> _STUDY QUESTIONS_
A) Answer these questions about the article on the ACLU lawsuit, one per line:
(i) On what date was it posted?
(ii) At which facility are the immigrants being detained?
(iii) In what month was one of the petitioners detained?
B) Repeat everything from "Describing in detail" down to "a thyroid gland." in the article on the ACLU lawsuit.
C) List the preexisting health conditions that the article on the ACLU lawsuit names between the dashes, after the word "including".

┌─ PAGE EXTRACT

ACLU Sues ICE for Release from Wyatt of Three Immigrants Especially Vulnerable to COVID-19
Posted: April 18, 2020|Category: Active Case COVID-19 Discrimination Racial/Ethnic Discrimination Immigration
The American Civil Liberties Union of Rhode Island and the National ACLU have today filed an emergency lawsuit seeking the immediate release of three immigrants being detained at the Wyatt Detention Center who are at high risk for serious illness or death in the event of COVID-19 infection.
Describing in detail “unhygienic conditions” at the facility that place the three detainees’ lives at risk, the “urgent” petition argues that due to “the impossibility of adequate social distancing within Wyatt and the regular cycling of facility staff and guards into and out of a Rhode Island community with rising rates of infection, Petitioners are virtually certain to become infected with COVID-19 if they remain detained.”
The three petitioners suffer from a variety of preexisting health conditions — including heart disease, asthma, decreased lung capacity, and diabetes — that put them at high risk of severe illness or death from COVID-19. One of the petitioners was scheduled to have heart surgery for a serious heart condition when he was detained in February, and he has also had multiple bouts of cancer that have resulted in removal of a kidney and a thyroid gland.

└─
┌─ STORED DATA

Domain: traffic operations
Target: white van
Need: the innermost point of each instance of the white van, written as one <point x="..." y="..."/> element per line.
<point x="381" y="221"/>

└─

> _OUTPUTS BY TASK_
A)
(i) April 18, 2020
(ii) The Wyatt Detention Center
(iii) February

B)
Describing in detail “unhygienic conditions” at the facility that place the three detainees’ lives at risk, the “urgent” petition argues that due to “the impossibility of adequate social distancing within Wyatt and the regular cycling of facility staff and guards into and out of a Rhode Island community with rising rates of infection, Petitioners are virtually certain to become infected with COVID-19 if they remain detained.”
The three petitioners suffer from a variety of preexisting health conditions — including heart disease, asthma, decreased lung capacity, and diabetes — that put them at high risk of severe illness or death from COVID-19. One of the petitioners was scheduled to have heart surgery for a serious heart condition when he was detained in February, and he has also had multiple bouts of cancer that have resulted in removal of a kidney and a thyroid gland.

C)
- heart disease
- asthma
- decreased lung capacity
- diabetes